Task to complete
Whenever a line of the listing contains the string "brown", return that line.

Data
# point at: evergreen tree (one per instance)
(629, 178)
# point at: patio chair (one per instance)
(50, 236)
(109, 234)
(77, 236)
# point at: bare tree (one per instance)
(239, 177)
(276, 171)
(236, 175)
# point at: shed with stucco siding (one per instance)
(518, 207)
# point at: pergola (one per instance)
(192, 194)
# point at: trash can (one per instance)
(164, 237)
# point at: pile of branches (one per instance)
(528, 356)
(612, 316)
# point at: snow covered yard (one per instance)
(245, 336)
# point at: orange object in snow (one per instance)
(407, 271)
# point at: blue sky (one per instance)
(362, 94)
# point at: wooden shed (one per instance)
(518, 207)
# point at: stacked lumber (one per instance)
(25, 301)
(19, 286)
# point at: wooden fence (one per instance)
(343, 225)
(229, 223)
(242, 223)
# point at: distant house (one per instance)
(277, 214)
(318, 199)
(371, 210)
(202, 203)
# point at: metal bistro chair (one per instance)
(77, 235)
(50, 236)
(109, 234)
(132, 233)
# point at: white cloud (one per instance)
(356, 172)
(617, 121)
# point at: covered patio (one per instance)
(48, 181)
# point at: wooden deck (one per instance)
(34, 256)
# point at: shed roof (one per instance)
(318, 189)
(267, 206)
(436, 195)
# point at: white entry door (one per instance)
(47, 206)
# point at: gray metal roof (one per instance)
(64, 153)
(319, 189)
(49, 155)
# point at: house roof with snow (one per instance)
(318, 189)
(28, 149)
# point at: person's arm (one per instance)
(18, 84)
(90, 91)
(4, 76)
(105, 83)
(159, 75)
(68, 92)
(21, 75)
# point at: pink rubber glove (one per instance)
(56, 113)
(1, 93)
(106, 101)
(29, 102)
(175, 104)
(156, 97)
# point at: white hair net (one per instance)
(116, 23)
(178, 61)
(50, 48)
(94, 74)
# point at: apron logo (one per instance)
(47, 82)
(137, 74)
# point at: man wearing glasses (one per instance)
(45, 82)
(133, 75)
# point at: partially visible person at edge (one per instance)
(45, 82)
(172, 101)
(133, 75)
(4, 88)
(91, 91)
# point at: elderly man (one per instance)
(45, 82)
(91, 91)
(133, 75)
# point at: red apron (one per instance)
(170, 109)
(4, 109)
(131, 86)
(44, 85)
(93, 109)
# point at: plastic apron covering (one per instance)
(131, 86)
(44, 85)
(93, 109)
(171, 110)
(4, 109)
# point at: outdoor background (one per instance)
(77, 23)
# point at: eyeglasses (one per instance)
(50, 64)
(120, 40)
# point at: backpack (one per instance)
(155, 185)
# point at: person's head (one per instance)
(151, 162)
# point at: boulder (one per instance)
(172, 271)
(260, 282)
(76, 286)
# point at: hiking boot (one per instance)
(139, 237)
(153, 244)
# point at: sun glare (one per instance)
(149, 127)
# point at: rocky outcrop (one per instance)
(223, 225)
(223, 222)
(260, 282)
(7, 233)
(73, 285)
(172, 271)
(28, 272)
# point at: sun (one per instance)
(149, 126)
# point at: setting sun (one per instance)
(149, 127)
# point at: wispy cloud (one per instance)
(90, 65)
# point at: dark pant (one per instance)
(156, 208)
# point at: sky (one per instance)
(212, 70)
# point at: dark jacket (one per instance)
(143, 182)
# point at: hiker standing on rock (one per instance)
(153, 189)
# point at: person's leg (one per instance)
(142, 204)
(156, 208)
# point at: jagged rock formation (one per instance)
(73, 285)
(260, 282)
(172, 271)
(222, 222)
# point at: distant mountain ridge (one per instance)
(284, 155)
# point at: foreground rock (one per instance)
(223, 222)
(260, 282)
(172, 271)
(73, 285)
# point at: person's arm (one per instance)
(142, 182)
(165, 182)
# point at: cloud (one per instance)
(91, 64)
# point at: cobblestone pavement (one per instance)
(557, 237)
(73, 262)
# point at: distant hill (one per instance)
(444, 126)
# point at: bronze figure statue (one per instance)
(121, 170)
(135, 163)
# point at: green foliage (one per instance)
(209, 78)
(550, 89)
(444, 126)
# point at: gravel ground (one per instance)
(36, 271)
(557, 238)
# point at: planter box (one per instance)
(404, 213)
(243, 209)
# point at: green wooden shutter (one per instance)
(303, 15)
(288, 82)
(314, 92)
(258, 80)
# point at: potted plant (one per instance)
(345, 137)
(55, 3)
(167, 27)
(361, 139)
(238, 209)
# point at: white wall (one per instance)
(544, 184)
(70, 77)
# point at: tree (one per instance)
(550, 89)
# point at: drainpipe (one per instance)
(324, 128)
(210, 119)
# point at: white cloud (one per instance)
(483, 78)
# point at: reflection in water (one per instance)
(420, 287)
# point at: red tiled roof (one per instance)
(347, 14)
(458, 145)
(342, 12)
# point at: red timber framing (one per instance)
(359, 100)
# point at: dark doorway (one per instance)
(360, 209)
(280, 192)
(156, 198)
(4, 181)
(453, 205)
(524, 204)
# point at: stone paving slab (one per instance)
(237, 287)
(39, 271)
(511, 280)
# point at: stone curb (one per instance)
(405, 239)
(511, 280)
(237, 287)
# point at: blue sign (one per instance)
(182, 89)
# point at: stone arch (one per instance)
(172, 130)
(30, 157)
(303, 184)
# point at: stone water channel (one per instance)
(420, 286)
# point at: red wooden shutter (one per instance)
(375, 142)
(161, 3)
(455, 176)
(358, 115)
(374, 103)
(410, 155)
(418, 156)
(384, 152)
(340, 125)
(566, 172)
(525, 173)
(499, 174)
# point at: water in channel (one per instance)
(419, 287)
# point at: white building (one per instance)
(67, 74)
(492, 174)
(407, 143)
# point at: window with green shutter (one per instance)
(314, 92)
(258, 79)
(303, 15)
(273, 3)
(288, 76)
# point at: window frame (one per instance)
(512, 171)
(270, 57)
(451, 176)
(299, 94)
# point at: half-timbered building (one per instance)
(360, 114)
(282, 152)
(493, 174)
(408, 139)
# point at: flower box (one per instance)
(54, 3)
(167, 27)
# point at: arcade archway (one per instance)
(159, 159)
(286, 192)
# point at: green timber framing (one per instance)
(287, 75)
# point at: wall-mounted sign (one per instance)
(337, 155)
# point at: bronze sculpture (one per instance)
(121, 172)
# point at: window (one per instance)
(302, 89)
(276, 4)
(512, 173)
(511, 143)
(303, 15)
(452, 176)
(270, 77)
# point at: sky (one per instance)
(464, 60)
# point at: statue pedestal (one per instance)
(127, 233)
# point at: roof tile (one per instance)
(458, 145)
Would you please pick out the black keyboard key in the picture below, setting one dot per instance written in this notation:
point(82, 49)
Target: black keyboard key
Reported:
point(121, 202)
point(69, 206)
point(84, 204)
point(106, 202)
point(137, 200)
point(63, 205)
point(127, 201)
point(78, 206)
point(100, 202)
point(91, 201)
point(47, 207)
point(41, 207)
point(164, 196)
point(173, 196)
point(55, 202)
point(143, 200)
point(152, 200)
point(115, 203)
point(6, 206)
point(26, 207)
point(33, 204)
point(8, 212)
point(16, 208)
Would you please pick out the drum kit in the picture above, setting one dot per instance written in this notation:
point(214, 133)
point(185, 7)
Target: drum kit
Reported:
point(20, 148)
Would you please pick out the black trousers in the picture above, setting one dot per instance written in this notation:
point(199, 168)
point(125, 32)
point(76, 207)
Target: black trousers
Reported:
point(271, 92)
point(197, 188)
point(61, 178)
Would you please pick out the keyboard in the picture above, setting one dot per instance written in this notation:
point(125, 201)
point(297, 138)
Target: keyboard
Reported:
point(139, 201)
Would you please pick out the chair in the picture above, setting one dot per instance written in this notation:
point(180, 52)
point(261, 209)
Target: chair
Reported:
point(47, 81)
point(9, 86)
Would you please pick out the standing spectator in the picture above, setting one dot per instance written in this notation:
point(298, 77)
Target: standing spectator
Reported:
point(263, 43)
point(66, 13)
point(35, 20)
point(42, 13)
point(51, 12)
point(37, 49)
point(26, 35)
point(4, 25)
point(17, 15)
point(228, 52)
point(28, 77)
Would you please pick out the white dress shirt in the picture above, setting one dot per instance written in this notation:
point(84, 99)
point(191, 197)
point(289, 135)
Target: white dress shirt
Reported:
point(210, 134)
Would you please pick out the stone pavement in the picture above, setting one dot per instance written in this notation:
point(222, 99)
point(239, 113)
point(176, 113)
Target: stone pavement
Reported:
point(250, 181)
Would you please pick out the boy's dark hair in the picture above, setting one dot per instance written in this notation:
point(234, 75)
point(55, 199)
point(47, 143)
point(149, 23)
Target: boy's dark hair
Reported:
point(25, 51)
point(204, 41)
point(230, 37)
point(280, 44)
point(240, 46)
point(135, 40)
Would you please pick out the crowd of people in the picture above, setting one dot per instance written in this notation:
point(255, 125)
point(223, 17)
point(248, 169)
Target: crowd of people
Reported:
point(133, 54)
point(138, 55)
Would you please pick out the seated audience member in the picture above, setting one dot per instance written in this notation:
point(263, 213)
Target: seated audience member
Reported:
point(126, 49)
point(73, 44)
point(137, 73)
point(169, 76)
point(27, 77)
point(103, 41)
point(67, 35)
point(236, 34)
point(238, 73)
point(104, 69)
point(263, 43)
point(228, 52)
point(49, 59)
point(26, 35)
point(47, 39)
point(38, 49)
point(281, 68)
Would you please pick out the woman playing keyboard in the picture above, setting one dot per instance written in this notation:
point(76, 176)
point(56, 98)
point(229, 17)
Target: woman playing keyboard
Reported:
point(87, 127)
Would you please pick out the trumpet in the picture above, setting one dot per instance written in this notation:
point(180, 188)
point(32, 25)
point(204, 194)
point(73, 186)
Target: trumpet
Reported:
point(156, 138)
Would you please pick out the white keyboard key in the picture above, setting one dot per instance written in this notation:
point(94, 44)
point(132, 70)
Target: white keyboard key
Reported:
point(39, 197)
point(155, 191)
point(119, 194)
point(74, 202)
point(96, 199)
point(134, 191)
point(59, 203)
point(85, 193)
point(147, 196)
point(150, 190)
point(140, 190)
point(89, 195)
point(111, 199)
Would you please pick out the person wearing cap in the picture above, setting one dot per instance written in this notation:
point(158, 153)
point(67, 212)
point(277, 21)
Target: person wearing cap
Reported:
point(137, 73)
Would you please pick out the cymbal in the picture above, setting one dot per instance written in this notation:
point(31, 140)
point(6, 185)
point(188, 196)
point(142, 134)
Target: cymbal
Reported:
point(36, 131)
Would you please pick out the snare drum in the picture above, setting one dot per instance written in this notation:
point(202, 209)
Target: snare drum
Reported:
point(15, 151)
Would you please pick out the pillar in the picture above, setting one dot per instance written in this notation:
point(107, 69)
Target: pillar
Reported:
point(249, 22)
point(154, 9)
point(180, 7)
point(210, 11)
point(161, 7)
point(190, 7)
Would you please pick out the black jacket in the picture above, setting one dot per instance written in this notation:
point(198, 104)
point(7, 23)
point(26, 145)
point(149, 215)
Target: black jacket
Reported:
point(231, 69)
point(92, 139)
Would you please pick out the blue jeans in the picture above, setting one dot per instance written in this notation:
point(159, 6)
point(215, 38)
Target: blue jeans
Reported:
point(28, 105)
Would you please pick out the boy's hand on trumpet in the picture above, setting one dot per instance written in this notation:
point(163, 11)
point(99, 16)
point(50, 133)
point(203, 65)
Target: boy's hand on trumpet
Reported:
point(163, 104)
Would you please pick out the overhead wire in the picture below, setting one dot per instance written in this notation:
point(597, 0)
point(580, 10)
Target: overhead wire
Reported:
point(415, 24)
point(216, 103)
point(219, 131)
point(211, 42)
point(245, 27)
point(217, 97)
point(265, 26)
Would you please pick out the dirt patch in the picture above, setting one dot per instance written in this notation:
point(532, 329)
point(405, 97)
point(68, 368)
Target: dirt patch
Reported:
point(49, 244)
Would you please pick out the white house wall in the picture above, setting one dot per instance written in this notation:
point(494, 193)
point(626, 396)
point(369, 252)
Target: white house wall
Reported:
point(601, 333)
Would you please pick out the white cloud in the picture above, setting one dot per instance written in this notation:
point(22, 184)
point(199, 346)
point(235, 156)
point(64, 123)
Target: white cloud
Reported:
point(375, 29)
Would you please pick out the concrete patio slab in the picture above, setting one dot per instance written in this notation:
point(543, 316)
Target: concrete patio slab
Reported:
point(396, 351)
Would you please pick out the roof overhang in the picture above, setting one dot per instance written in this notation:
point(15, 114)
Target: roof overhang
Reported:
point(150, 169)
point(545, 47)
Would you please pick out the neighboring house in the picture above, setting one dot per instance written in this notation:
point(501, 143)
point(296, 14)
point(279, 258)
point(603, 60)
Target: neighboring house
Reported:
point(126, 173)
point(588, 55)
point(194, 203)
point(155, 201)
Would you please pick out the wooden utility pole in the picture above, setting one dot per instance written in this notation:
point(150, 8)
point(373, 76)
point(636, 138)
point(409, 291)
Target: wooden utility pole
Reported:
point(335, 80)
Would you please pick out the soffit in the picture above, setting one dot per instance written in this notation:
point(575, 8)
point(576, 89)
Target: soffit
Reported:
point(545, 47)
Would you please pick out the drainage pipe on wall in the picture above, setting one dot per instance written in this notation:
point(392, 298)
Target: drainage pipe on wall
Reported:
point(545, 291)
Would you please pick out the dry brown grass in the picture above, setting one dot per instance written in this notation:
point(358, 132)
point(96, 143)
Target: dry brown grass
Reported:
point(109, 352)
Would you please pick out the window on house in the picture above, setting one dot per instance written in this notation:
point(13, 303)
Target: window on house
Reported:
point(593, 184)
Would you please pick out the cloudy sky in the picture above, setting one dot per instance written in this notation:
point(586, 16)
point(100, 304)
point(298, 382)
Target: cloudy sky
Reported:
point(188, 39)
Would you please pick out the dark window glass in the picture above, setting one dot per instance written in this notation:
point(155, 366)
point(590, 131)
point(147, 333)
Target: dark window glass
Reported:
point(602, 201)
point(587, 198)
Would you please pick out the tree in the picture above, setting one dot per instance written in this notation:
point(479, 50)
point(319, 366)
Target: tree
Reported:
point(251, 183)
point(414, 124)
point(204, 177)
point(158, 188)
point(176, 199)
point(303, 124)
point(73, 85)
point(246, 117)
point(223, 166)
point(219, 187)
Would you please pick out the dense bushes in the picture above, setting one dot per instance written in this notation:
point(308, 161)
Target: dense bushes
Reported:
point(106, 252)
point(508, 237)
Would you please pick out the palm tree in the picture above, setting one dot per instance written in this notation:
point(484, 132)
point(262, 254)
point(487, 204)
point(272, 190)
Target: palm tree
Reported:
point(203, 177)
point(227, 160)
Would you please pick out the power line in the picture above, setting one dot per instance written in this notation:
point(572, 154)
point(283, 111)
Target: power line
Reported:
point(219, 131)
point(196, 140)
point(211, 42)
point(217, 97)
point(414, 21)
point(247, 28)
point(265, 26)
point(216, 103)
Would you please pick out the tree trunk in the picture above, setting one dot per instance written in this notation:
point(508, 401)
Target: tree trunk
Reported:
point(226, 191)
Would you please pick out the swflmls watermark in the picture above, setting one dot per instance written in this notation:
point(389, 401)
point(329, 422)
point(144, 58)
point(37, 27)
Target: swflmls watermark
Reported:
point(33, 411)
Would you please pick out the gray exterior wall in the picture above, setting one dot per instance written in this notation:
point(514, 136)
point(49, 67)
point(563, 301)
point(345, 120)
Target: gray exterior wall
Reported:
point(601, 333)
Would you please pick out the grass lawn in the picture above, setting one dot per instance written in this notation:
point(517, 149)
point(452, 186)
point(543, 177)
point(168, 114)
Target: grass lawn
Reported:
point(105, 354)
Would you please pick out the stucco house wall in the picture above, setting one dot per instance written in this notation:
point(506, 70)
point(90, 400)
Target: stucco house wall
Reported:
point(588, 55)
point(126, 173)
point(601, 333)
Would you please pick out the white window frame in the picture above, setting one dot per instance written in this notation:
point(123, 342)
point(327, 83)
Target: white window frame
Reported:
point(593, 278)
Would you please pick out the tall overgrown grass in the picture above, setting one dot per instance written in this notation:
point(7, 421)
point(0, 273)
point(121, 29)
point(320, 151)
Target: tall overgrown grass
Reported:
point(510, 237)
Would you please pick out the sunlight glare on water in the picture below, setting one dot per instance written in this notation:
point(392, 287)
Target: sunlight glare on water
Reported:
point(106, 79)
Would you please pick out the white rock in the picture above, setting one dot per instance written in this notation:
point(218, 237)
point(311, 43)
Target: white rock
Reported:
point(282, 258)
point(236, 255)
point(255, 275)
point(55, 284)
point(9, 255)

Output
Would you please pick out the dry brown grass in the picture above, setting one dot per instance written in this notation:
Target: dry brown grass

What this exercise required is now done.